Given passage.
• • • •

Blast From the Past: Athena Scalzi, Age Seven, Addresses Scott Westerfeld on the Subject of Pluto

Context: In 2006, Pluto was demoted from being a planet to being a dwarf planet, a move that many, including notable YA author (and personal friend) Scott Westerfeld, thought was a good move, because he and they are terrible people. When my daughter, then age seven, heard that Scott Westerfeld — her friend Scott! Who she liked! — was a “Pluto Hayta,” she felt compelled to make a video, both asking him why he held such hatred for our system’s smallest planet, and then showing him the consequences of such wanton contempt.

For years the video was unavailable, because I made it and displayed it in an AOL video service that is now (like pretty much everything else AOL) consigned to the bit-bin of history. But today, miracle of miracles, I discovered the Internet Archive had made a copy of the video file. I downloaded, it converted it, and put it on YouTube.

And so, here it is, and well timed for the recent Plutomania: My daughter’s 2006 video to Scott “Pluto Hayta” Westerfeld. Enjoy.

And yes, her t-shirt in the video does indeed say “I Have Issues.” She did! With Scott!

Naturally, I showed it to Athena (now aged sixteen) before I posted it. She thought it was adorable. And, well. Yes. Yes, it is.

The biggest irony? Pluto now has a feature on its surface named for Cthulhu. My daughter was prophetic, at age seven, she was.

(P.S.: Here’s Scott’s response to the video at the time. Still wrong! History shall judge him. And all who led us down this dark path.)

47 Comments on “Blast From the Past: Athena Scalzi, Age Seven, Addresses Scott Westerfeld on the Subject of Pluto”

  1. At :55, does she actually say “My spleen?” Love it. Top-notch parenting there.

  2. I take issue with you characterizations of Pluto’s change in classification. Pluto went from being a puny afterthought in the pantheon of planets to being the king of the Kuiper belt objects. It is now the largest and most prominent of the trans-Neptunian objects. Hardly a demotion.

• • • •

Excerpted data.
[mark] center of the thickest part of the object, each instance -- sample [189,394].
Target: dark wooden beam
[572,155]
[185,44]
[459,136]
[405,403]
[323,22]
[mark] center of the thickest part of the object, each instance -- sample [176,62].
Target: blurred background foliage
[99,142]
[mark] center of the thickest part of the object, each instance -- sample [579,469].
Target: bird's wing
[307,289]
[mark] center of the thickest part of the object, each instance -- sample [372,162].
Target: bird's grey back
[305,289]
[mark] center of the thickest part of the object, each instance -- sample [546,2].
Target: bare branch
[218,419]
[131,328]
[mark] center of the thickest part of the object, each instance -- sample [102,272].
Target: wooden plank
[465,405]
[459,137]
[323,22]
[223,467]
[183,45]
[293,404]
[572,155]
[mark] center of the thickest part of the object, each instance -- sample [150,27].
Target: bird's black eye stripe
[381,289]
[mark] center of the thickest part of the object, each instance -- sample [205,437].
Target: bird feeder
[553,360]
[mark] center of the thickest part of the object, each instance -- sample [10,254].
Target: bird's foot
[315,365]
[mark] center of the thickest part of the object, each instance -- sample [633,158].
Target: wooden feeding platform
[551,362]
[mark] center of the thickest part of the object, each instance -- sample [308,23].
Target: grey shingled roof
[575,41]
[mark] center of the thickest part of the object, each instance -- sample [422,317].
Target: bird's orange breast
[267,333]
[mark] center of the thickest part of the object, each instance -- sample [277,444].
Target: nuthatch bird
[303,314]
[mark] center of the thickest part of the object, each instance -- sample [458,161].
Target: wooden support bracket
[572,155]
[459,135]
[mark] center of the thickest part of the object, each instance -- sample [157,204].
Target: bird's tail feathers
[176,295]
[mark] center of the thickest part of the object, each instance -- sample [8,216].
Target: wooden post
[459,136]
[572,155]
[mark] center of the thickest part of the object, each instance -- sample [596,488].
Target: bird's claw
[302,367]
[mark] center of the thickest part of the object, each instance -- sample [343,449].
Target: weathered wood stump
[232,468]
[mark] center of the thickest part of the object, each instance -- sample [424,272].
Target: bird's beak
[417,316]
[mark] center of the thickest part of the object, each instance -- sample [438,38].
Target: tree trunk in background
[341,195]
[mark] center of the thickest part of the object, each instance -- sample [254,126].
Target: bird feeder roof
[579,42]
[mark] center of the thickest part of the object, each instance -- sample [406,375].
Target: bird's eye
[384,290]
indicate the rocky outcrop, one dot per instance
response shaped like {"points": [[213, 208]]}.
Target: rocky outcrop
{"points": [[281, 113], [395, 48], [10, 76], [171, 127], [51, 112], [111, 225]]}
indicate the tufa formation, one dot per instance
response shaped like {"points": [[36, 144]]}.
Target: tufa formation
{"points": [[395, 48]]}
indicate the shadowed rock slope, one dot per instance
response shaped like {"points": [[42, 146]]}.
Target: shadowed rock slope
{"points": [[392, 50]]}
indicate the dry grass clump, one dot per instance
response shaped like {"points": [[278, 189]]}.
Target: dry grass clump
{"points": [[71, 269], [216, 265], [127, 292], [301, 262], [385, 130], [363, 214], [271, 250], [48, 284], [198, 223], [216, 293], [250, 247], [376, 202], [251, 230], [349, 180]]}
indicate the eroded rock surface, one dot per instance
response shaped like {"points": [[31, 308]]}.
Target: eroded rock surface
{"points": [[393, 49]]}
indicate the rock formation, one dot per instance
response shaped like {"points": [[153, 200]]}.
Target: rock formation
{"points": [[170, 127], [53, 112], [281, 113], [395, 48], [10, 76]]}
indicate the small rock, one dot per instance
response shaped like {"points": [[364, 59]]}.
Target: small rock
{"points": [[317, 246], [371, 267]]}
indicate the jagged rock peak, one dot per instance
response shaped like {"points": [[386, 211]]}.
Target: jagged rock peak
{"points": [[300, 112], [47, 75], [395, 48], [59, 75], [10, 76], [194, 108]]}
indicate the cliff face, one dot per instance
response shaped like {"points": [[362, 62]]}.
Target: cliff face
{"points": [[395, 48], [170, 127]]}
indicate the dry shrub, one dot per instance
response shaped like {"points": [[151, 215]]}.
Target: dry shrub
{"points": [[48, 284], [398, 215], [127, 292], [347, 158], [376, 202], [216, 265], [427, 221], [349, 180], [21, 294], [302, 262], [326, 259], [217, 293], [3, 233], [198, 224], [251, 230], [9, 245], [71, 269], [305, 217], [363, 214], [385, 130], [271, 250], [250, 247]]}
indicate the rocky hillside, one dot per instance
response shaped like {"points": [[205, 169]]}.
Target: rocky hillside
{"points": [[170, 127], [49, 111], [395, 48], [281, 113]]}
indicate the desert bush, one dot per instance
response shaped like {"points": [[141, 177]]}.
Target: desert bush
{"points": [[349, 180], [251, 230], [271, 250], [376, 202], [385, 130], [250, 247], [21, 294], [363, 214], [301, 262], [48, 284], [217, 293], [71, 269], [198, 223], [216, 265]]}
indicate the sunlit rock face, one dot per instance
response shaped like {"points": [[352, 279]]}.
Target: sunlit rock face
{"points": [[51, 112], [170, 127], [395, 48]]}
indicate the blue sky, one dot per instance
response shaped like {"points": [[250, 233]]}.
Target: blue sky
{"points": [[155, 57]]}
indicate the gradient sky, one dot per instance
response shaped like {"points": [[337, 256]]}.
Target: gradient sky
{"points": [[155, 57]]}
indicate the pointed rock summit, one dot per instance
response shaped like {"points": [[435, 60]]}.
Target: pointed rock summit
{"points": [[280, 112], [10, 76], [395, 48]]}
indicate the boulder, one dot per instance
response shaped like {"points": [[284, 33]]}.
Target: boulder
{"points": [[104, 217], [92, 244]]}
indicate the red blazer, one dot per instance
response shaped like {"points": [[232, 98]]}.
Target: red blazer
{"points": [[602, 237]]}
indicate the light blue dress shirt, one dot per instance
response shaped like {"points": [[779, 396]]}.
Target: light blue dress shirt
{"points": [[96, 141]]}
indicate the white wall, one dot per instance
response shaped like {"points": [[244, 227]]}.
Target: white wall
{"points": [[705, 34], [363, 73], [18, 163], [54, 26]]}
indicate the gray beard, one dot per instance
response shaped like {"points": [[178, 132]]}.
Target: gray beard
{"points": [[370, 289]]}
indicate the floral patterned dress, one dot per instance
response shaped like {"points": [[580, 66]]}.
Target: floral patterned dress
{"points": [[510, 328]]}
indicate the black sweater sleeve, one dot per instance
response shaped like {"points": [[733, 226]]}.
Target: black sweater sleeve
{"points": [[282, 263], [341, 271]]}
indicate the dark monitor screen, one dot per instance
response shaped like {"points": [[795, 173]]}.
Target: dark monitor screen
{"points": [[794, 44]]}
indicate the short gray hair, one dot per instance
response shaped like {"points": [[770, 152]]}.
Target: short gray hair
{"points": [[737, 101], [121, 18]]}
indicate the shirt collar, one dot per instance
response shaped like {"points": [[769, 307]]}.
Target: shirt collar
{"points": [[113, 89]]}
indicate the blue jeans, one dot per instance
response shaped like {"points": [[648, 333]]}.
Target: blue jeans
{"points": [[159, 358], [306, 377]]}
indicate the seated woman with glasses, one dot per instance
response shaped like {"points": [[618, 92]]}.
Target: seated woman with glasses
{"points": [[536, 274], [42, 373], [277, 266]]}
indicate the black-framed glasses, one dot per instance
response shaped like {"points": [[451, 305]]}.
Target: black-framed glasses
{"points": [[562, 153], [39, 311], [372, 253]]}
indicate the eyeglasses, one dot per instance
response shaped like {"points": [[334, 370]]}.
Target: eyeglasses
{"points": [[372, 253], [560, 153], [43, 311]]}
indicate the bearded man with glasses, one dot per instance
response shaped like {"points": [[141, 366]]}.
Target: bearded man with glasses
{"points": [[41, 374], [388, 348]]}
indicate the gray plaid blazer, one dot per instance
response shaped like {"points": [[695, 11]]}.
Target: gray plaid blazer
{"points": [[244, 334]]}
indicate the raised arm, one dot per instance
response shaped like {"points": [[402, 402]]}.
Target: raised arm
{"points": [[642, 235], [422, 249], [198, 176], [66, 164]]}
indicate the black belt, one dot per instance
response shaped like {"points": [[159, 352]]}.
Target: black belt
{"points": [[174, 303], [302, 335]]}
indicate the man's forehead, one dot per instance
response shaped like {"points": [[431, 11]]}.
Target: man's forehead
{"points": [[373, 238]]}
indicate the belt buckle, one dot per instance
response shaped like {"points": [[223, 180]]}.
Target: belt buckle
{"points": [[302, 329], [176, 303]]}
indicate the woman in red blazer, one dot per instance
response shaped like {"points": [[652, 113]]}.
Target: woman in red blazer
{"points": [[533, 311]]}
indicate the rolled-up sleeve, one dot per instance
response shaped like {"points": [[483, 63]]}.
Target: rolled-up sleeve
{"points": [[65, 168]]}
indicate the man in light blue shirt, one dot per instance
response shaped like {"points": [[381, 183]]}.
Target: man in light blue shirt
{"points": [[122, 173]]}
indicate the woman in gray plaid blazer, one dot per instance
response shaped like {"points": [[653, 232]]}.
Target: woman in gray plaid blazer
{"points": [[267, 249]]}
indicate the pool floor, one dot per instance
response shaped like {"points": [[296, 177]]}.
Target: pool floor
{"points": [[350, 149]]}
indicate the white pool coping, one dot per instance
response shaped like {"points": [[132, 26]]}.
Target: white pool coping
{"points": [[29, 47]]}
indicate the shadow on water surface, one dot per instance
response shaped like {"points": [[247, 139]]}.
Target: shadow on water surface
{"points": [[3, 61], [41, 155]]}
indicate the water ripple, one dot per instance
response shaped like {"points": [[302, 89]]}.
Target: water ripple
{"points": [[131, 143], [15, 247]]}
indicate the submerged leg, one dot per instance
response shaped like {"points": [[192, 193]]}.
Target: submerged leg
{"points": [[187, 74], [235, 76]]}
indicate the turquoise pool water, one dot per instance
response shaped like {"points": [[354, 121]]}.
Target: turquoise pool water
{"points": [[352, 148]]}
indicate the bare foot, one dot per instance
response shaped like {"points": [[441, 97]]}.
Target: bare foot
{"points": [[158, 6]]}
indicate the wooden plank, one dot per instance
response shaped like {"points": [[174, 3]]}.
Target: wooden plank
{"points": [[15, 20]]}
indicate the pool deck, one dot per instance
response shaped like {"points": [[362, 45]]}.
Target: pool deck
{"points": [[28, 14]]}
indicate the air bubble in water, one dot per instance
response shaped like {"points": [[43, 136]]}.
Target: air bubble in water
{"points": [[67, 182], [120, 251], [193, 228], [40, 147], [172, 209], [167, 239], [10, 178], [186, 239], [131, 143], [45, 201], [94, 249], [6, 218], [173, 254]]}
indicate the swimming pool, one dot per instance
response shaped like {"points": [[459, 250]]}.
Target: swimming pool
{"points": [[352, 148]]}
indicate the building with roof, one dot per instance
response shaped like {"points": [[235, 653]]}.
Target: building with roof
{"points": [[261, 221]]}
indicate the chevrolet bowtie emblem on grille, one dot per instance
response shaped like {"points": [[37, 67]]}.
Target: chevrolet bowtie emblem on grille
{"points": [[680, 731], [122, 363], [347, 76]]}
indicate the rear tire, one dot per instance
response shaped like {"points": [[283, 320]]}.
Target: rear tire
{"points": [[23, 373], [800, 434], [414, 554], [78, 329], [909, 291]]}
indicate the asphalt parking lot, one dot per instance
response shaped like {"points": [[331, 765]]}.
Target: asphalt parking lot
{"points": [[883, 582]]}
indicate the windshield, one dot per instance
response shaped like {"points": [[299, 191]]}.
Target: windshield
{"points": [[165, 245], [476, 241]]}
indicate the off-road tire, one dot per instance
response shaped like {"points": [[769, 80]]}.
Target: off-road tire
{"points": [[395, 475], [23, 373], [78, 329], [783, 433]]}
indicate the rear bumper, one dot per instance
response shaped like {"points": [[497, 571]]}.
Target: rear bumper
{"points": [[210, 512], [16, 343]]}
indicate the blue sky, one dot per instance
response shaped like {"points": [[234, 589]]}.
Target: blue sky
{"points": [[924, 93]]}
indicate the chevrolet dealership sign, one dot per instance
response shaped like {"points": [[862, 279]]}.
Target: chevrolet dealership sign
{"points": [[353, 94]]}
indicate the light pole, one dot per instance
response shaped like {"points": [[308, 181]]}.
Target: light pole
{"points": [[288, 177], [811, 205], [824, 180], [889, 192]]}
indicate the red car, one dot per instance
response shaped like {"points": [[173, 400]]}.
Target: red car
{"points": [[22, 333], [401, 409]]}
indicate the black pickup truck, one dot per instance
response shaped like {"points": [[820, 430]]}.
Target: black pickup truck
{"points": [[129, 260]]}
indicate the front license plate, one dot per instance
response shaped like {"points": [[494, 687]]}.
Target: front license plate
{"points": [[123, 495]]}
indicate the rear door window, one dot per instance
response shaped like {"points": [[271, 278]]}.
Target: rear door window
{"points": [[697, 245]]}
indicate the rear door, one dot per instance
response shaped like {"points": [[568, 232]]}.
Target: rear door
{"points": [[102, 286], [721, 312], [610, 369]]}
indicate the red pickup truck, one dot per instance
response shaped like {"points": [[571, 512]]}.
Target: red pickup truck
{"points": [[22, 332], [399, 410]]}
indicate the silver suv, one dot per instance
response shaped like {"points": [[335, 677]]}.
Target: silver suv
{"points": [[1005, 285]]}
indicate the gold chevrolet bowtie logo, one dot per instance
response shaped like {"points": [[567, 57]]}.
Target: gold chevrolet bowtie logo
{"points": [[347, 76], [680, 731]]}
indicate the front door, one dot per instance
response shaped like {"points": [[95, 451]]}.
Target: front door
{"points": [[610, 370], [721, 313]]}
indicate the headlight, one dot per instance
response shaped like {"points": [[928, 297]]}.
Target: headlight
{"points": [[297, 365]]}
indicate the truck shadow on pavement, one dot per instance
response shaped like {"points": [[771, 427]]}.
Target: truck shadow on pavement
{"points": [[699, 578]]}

• • • •

Instructions to follow. Extend the blog post on Athena's 2006 Pluto video, including its comment thread, beginning immediately after the final sentence of the second comment.

Result of the exercise.
  3. Alan Swann:

    She did. No coaching from me, incidentally. All improvised by her.



  4. Not sure what I enjoyed most, Athena’s gleeful overacting or the fact she has a freakin’ Cthulhu plushy!

  5. Speechless:

    Oh, no no nononono no. I’ve known about for years. I’m a financial supporter, even. But in terms of retrieving this particular video, what I had to do was visit the archived page it was originally on, view the source code for the video file url, and then run that through the archive search function to see if they had a copy (and when they did, download it to convert it). Which is to say, a slightly more complicated process than just looking for it.

  6. Somehow, the fact that 7-year-old Athena owned a plush Cthulhu is entirely unsurprising

  7. I’m 21, and like pretty much everyone my age who I’ve talked to on this subject, we ignore this heretical demotion of Pluto. (There are some snobs who wish to prove their science-cred by correcting us, but we ignore them too).

    In the immortal words of someone on Tumblr, VIVA LA PLUTO F*** YOU

  8. Nice one! Alas I have no video of my daughter at that age (I still don’t have a video camera) but this does bring back memories,
    — and I have the same freakin’ Cthulhu plushie.

  9. THANK YOU! I was looking for this a while ago and was sad that I couldn’t find it. You’ve made my day.

  10. I am OK with Pluto being a planet but only if Eris is too. Ten planets good, nine planets bad.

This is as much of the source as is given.